ARBEITSANWEISUNG.
Schreib bitte alles von der ersten Zeile bis einschließlich der Zeile mit "[[378, 116], [772, 87], [254, 80], [349, 105]]" vollständig ab und erhöhe dabei jede Koordinate in den Antworten um 51. Alle anderen Zahlen bleiben unverändert.
----
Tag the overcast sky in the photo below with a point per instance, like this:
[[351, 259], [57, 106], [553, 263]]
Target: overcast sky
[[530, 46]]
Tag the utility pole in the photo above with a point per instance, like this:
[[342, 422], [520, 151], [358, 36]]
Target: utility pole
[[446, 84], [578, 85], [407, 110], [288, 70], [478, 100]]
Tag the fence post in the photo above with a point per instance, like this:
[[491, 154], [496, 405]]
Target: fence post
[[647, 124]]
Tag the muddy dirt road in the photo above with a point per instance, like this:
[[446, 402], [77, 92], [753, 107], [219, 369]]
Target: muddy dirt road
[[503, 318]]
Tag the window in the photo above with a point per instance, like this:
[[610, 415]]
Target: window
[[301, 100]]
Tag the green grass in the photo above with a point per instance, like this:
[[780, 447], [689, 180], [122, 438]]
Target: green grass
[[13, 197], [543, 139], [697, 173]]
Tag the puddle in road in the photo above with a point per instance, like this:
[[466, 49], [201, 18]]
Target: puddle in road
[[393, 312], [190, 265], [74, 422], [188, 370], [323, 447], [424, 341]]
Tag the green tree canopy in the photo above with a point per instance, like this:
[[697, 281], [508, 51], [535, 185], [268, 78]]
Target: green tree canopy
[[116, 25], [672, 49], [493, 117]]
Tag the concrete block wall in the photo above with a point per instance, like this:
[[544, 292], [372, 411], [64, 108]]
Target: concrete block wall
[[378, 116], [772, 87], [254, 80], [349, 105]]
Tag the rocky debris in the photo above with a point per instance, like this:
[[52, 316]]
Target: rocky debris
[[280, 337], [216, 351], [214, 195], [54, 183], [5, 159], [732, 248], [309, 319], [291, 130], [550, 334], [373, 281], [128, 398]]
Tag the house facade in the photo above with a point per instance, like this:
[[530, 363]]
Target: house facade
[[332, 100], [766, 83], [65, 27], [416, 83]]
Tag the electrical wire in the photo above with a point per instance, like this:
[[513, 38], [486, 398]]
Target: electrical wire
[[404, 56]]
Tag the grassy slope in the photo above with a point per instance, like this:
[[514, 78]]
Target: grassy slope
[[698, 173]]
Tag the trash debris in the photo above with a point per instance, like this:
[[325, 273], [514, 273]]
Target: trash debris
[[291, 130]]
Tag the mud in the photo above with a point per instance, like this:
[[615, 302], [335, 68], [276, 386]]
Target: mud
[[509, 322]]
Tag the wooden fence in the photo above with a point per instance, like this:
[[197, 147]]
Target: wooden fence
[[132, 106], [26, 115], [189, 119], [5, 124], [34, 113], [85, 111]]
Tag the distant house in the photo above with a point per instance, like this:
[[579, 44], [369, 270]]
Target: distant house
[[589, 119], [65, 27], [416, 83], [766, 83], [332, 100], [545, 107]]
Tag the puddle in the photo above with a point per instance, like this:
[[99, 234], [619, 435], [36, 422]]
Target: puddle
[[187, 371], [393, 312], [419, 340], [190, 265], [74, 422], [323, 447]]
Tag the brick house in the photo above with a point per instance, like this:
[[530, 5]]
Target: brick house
----
ANTWORT.
Tag the overcast sky in the photo below with a point per instance, like this:
[[351, 259], [57, 106], [553, 263]]
Target: overcast sky
[[581, 97]]
Tag the utility pole in the photo above with a point per instance, like this:
[[342, 422], [520, 151], [358, 36]]
Target: utility pole
[[497, 135], [629, 136], [458, 161], [339, 121], [529, 151]]
Tag the fence post in the photo above with a point per instance, like this:
[[491, 154], [496, 405]]
Target: fence post
[[698, 175]]
Tag the muddy dirt road in the photo above with a point per instance, like this:
[[446, 402], [77, 92], [753, 107], [219, 369]]
Target: muddy dirt road
[[554, 369]]
Tag the window in the photo above with a point per instance, like this:
[[610, 415]]
Target: window
[[352, 151]]
Tag the green grass in the photo above with a point per instance, like this:
[[780, 447], [689, 180], [122, 438]]
Target: green grass
[[64, 248], [594, 190], [748, 224]]
Tag the puddle in road in the photo above with a point per instance, like this:
[[466, 49], [201, 18]]
Target: puddle in road
[[444, 363], [241, 316], [125, 473], [239, 421], [374, 498], [475, 392]]
Tag the green tree canopy in the photo above with a point per instance, like this:
[[697, 281], [508, 51], [535, 185], [268, 78]]
Target: green tree canopy
[[167, 76], [723, 100], [544, 168]]
Tag the concrete block wall in the photo above with a point per instance, like this:
[[544, 292], [372, 411], [64, 108]]
Target: concrete block wall
[[429, 167], [823, 138], [305, 131], [400, 156]]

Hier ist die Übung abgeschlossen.